WHAT IS NEEDED: According to the Spirited Away article, what dates does the online exhibition of the 10th Beijing International Film Festival span?

DOCUMENT PASSAGE:
= Beginning of Section =

The 10th BJIFF
Spirited Away: An Inspiring Fable for Children

Recently, a house by the tea garden in the West Lake Scenic Area in Hangzhou has suddenly become an Instagram-worthy location.
It turns out to be like the Bathhouse from Spirited Away.
Who do not like the Bathhouse?
Featuring a traditional Japanese bathhouse style, it is sumptuous and opulent, splendid and magnificent.
More importantly, it witnesses bizarre stories and a girl’s adventures.

- Spirited Away -

Released in 2001, Spirited Away is undoubtedly the best movie directed by Miyazaki Hayao. Combining the director’s most delicate brushwork with his most ambitious ideas, the movie is imbued with the magic of Japanese folk culture, while presenting Studio Ghibli's richest and boldest imagination. The classic Japanese animation movie will be screened at the online exhibition of 10th Beijing International Film Festival spanning from August 21 to September 22.
- Growth of a Girl -
Spirited Away is an oriental equivalent of Alice in Wonderland. “神隠し” in the Japanese name is a word tinged with striking Japanese folk characteristics, meaning “hidden by the gods”.
During her family's move to their new home, Chihiro, a 10-year-old girl, crosses a tunnel and inadvertently wanders into a magical world ruled by gods, witches and spirits. The moment when Chihiro's parents are turned into fat pigs, the said world reveals itself in the misty night, and then we can never take our eyes off the graphics. Everyone is enchanted by the strange, treacherous and thrilling adventure.

Miyazaki Hayao has said that the creation of Chihiro was inspired by the daughters of his close friends. "Some of the girls I've known since their birth are children of my friends. When they are 10 or 12 years old, I think it is time to keep a proper distance from them, so I start thinking about what kind of life these girls would have. Spirited Away is a tailored gift specifically for them.”
Therefore, Chihiro turns out to be a uniquely different character.
Although adept at portraying girls, Miyazaki Hayao has made a majority of the female characters ideal incarnations of beauty, courage, innocence and kindness. Yet, Chihiro isn't perfect. Plain-looking and weak, she is even a little annoying when she first appears. However, during her adventure in the bizarre world, the girl grows to be brave, determined and merry.

Far from an adventure story about fighting against superpowers, or a simple struggle between good and evil, it is a story about learning how to survive in this world of good and evil.
In addition to Chihiro, the supporting cast in the film is also impressive, including the cold White Dragon, the mysterious No Face, the unkind Yubaba and the wayward Boh among others.

The film featuring no absolute good characters or bad ones, everyone is just an ordinary person with the vicissitudes of the past. Staying true to her original self, Chihiro becomes extraordinary as she unleashes her latent vitality. Thus, the brilliance of human nature is fully demonstrated in the film.

= End of Section =

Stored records
= Beginning of Section =

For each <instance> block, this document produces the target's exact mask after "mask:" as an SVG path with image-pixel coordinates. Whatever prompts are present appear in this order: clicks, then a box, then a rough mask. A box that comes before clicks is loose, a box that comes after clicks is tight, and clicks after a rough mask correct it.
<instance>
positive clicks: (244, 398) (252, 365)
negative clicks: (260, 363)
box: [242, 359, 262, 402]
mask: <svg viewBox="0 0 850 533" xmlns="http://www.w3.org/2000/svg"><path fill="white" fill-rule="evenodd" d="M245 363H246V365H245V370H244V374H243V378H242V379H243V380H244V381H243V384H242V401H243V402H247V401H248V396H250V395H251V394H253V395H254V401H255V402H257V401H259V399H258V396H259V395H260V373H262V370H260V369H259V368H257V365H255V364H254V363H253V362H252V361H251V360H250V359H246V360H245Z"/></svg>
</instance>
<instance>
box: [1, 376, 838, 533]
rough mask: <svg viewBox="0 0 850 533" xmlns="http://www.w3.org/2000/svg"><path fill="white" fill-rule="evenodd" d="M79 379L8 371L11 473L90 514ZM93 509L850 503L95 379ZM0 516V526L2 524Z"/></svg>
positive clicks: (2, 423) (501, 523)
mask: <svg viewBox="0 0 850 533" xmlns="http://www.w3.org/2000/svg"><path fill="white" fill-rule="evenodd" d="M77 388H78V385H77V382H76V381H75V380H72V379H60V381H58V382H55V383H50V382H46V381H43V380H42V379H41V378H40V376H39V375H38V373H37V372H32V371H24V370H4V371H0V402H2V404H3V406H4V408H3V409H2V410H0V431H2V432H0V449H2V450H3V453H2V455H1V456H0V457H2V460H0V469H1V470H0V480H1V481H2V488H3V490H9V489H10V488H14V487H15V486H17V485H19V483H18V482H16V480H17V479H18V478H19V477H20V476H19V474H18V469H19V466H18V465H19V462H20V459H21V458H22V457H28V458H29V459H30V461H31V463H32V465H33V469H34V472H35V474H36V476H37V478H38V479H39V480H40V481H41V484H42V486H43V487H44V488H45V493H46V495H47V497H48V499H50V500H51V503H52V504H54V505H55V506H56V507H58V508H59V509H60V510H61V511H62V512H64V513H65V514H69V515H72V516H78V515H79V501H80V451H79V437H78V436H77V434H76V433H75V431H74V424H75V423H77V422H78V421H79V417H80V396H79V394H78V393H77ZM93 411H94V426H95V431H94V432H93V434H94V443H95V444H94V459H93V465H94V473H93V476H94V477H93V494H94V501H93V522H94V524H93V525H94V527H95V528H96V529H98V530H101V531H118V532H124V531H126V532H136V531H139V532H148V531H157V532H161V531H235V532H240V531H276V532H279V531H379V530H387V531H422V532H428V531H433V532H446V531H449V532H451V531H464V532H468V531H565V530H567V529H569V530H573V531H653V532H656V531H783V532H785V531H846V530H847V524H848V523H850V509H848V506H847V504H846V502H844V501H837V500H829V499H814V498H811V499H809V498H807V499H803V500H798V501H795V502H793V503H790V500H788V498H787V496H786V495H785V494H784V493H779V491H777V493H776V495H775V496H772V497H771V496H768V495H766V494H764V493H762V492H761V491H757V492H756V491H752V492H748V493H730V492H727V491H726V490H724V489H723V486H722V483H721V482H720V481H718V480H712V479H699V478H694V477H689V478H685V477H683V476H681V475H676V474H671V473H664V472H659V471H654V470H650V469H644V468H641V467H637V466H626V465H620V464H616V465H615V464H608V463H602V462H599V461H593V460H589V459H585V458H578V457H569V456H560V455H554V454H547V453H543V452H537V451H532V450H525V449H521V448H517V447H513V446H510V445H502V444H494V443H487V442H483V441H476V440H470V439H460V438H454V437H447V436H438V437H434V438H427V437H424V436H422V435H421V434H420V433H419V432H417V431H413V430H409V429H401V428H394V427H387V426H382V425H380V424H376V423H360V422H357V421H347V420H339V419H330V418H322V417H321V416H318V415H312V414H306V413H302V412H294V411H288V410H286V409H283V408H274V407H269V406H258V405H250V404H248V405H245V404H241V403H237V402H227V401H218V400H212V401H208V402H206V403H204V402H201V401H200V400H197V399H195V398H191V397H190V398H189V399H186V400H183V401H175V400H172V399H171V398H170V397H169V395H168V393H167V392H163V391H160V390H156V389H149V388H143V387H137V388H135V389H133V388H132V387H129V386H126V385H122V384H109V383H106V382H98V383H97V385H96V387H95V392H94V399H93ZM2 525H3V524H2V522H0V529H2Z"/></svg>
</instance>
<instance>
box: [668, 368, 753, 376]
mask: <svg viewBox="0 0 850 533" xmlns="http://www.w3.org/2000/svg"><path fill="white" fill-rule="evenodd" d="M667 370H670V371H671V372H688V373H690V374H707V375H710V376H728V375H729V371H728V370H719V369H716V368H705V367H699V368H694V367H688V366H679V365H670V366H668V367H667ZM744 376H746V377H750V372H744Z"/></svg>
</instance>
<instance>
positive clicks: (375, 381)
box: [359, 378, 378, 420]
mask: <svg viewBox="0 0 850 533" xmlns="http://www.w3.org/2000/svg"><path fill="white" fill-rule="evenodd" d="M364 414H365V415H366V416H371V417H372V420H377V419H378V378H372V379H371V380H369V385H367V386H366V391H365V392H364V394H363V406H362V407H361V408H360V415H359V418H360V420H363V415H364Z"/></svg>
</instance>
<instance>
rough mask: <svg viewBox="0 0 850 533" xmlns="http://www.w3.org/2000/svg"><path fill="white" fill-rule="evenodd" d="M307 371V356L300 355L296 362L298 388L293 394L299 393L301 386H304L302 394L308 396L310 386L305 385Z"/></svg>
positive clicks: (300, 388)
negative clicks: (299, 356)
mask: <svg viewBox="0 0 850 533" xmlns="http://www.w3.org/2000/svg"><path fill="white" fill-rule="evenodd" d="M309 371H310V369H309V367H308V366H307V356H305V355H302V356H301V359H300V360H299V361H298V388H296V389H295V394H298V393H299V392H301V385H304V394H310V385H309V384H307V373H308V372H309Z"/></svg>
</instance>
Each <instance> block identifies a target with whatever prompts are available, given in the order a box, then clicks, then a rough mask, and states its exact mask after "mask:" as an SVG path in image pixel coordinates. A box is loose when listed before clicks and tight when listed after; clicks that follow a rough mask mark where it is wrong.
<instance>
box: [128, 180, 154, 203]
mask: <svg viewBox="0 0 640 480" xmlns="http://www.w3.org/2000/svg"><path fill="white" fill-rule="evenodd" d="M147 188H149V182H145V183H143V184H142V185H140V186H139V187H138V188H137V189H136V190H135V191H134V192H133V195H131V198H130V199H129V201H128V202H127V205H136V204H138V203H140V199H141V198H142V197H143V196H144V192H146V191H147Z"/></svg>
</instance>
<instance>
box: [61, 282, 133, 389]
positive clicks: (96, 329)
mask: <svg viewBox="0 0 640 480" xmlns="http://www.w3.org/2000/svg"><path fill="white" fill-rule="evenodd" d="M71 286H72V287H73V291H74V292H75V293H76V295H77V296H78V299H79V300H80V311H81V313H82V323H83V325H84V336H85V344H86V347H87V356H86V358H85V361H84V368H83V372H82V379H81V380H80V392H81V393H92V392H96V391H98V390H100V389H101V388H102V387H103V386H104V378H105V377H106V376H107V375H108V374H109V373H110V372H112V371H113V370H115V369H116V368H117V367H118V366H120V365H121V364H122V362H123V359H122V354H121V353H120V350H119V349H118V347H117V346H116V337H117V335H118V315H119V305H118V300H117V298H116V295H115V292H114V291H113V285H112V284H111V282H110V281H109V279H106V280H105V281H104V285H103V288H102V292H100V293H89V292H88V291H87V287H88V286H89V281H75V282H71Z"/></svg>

= End of Section =

WRITTEN RESPONSE: August 21 to September 22.